[Start of Supplied text]

This paper discusses a shallow-water wave height measurement method that uses high definition video cameras to image a water surface wave patch. Wave height time series are extracted from water surface video sequences. Wave features such as the wavelength distribution and energy contained in a wave patch (W/m2) were obtained by analyzing the extracted wave height time series and expressing the wind-driven wave energy as a wave energy spectrum. A Weibull probability distribution was used as the mathematical form of the energy spectrum. Wave spectra are used as input to a wave patch simulation model that generates simulated wind-driven wave images. The measurement protocol is inexpensive, easy to implement, and useful to calibrate and validate wind-driven wave models. The protocol is used to understand resuspension of bottom muds due to wind waves in shallow waters. Scaled staff gauges made of polyvinyl chloride (PVC) materials are placed in shallow water and imaged at 30 Hz followed by frame based image analysis to extract wave height time series. Wave spectra calculated using the fast Fourier transform (FFT) results in a Weibull probability distribution function (WPDF) energy spectrum. The estimated wave spectrum is used to estimate wave energy in W/m2 followed by generation of wave patch simulations of the water surface. Simulated wave patches are compared with the sensor-based wave patch video measurements. Sensitivity analysis of coefficients α and β in the model are used to adjust the synthetic wave images to measured wave patch images. The approach allows one to obtain an estimate of the energy (W/m2) transferred from the local wind field to a water surface gravity wave patch.

[End of Supplied text]
[Start of Collected material]

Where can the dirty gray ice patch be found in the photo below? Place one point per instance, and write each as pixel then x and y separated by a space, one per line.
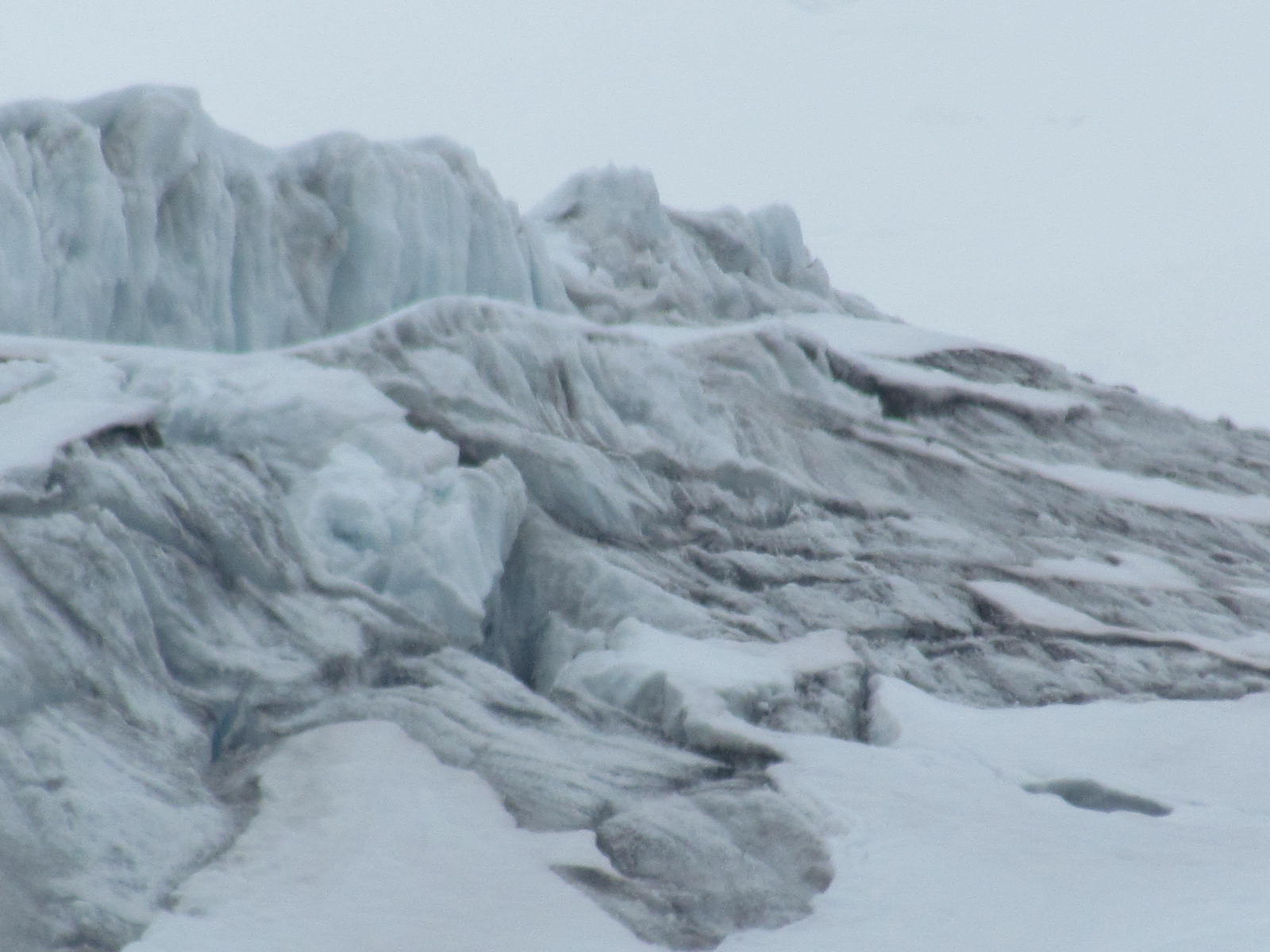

[End of Collected material]

* Prompt
List each abbreviation that the wave height measurement text gives in full, with its expansion. Rely only on the wave height measurement text, not on the material.

* Result for this task
PVC: polyvinyl chloride
FFT: fast Fourier transform
WPDF: Weibull probability distribution function